■ **Directives**
a) Retype the passage below about the Hall-Mills murder case from "Fast forward a" up to and including "the Hall-Mills Murder Case.".
b) In the passage below about the Hall-Mills murder case, in what town was the dairy farm where the grandmother lived as a little girl?

== Provided passage ==

Spurred on by Editor Kat’s ruminations about “ethical true crime” last year, I finally worked up the courage to talk about “my” favorite true crime story…from 1922. Well, it’s actually my grandmother’s story: when she was a little girl living on a dairy farm in Somerset, NJ, a stranger came by their farmhouse one day urgently in search of a telephone. Something awful had happened a few hundred yards away. Gram followed her older brother to a crabapple tree where a crowd was forming and saw for herself the lifeless bodies of the married Reverend Hall and his paramour Mrs. Mills, a singer in his parish choir. Gram always said, “I couldn’t understand why that lady was lying in the dirt in a pretty polka dotted dress, but when I saw the angle of her shoes I somehow knew she was dead.” Supposedly Gram’s bare footprints and her brother’s were in the first crime scene photos. 

Fast forward a lot of years, and - still here in New Jersey —  Audible’s Doug Stumpf mentioned the story to Bryan Burrough, one of my nonfiction-author heroes. Reader, I pitched him. And he took up the story of the famous, unsolved, hometown Hall-Mills Murder case. Sometimes even true crime has a happy ending!

Note: Text has been edited and may not match audio exactly. PLUS: Bonus content at the end of the bottom of the text.

CH: Hello! I’m Christina Harcar, and I work at Audible. I have the pleasure today to be in the studio with the author and narrator and journalist, Bryan Burrough. Bryan, I’d like to welcome you to Audible and to settle in for a chat about your upcoming title, Til Murder Do Us Part: The Story of the Hall-Mills Murder Case.

BB: Well, thank you for having me. Every author, as you know, loves talking about his latest story. So, anything you’ve got, fire away.

===
== Dataset rows ==

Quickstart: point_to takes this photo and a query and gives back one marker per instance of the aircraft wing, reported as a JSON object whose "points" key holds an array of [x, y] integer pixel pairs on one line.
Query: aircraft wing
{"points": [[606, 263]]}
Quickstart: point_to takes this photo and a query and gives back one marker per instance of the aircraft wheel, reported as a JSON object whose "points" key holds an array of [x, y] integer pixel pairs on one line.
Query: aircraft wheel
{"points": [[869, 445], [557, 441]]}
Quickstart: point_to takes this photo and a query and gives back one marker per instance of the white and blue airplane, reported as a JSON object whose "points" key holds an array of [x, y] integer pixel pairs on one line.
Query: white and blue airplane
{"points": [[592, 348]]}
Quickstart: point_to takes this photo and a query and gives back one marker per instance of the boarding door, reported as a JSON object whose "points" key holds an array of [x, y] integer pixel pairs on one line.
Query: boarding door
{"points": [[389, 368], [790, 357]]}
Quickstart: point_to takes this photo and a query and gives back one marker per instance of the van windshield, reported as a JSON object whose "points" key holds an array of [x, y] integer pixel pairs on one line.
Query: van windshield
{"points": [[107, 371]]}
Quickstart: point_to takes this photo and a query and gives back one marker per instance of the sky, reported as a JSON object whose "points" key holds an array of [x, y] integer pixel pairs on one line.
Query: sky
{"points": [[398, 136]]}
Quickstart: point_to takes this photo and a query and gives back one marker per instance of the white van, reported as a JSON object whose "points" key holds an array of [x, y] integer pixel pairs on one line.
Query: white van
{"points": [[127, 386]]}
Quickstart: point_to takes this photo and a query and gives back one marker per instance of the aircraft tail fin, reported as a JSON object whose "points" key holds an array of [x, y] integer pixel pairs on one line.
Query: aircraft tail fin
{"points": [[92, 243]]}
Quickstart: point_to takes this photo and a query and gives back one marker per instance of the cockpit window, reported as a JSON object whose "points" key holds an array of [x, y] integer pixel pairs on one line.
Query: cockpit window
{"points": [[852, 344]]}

===

■ **Task-by-task answers**
a)
Fast forward a lot of years, and - still here in New Jersey —  Audible’s Doug Stumpf mentioned the story to Bryan Burrough, one of my nonfiction-author heroes. Reader, I pitched him. And he took up the story of the famous, unsolved, hometown Hall-Mills Murder case. Sometimes even true crime has a happy ending!

Note: Text has been edited and may not match audio exactly. PLUS: Bonus content at the end of the bottom of the text.

CH: Hello! I’m Christina Harcar, and I work at Audible. I have the pleasure today to be in the studio with the author and narrator and journalist, Bryan Burrough. Bryan, I’d like to welcome you to Audible and to settle in for a chat about your upcoming title, Til Murder Do Us Part: The Story of the Hall-Mills Murder Case.

b) Somerset, NJ